[Stored data entries]
----

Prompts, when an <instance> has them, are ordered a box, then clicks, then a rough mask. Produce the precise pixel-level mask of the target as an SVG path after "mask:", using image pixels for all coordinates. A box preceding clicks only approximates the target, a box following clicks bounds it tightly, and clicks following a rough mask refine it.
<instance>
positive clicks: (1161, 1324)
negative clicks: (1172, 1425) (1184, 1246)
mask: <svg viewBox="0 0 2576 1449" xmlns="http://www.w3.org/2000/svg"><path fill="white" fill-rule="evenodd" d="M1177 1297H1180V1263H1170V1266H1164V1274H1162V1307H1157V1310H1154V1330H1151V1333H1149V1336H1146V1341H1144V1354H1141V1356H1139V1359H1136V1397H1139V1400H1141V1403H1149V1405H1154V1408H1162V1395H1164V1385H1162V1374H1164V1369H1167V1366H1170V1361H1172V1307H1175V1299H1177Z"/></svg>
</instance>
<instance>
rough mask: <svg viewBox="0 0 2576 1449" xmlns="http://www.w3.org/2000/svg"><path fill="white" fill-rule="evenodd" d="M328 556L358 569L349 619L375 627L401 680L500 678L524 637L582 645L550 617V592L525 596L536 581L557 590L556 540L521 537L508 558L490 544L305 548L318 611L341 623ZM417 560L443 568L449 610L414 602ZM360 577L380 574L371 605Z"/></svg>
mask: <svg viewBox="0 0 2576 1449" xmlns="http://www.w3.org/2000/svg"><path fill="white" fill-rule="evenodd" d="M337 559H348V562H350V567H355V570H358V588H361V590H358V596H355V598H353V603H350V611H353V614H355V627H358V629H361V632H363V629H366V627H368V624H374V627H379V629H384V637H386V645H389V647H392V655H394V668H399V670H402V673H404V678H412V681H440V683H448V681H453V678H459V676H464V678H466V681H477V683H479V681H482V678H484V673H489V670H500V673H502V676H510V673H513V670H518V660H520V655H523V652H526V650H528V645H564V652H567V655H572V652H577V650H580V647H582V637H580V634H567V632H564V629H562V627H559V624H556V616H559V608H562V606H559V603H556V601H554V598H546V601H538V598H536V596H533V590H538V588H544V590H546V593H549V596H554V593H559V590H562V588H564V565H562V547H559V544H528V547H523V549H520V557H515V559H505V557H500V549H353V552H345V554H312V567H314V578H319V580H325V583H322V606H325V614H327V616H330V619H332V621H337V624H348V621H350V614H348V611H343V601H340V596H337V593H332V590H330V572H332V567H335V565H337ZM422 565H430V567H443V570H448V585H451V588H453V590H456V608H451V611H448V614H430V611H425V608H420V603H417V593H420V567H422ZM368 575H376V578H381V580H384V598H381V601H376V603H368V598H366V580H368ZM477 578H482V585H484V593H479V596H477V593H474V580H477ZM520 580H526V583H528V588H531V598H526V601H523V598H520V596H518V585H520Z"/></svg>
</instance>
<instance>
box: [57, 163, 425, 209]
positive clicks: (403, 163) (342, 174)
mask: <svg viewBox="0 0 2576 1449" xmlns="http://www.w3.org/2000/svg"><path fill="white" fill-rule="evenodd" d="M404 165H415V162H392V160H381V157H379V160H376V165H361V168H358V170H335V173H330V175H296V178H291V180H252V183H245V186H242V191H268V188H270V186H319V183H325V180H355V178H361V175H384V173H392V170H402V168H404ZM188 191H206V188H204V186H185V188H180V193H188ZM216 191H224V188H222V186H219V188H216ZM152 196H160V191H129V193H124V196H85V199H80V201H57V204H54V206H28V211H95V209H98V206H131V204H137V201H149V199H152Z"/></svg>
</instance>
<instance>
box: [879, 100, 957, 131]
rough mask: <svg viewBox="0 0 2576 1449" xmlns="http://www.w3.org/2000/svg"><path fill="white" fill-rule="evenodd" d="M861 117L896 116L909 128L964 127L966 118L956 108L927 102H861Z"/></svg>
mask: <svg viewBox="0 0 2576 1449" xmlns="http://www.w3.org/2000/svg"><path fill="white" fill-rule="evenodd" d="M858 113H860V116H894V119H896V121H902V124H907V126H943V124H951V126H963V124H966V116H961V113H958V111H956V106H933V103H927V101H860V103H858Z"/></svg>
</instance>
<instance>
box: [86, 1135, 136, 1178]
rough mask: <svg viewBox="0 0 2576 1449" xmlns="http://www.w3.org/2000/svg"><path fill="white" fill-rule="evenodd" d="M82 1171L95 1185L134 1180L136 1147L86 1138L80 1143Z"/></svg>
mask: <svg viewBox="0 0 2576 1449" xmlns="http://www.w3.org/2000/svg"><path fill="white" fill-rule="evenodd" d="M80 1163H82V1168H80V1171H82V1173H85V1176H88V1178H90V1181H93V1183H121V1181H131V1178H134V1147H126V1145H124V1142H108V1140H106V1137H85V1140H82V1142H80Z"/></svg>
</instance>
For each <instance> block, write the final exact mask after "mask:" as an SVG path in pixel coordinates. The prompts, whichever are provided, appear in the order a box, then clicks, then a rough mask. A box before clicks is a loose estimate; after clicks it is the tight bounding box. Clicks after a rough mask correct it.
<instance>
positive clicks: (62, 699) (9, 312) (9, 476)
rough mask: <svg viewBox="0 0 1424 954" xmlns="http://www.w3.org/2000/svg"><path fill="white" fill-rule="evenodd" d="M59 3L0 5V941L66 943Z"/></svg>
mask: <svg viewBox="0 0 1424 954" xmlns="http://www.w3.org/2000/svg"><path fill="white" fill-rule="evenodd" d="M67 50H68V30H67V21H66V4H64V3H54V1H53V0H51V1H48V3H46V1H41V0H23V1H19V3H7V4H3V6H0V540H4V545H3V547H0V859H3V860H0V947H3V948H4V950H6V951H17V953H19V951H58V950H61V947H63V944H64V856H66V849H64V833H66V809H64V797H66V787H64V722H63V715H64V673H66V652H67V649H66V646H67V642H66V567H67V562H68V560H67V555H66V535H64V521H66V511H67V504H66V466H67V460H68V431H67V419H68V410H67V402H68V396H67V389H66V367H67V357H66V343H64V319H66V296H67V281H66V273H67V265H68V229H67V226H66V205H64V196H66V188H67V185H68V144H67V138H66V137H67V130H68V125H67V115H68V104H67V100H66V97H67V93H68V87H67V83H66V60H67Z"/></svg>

----

▶ Required action: Where does "pixel" occur in the data? Copy each line that has it.

▶ Response:
Prompts, when an <instance> has them, are ordered a box, then clicks, then a rough mask. Produce the precise pixel-level mask of the target as an SVG path after "mask:", using image pixels for all coordinates. A box preceding clicks only approximates the target, a box following clicks bounds it tightly, and clicks following a rough mask refine it.
For each <instance> block, write the final exact mask after "mask:" as an SVG path in pixel coordinates. The prompts, whichever are provided, appear in the order a box, then clicks, then a rough mask. A box before clicks is a loose estimate; after clicks it is the tight bounding box. Clicks after a rough mask correct it.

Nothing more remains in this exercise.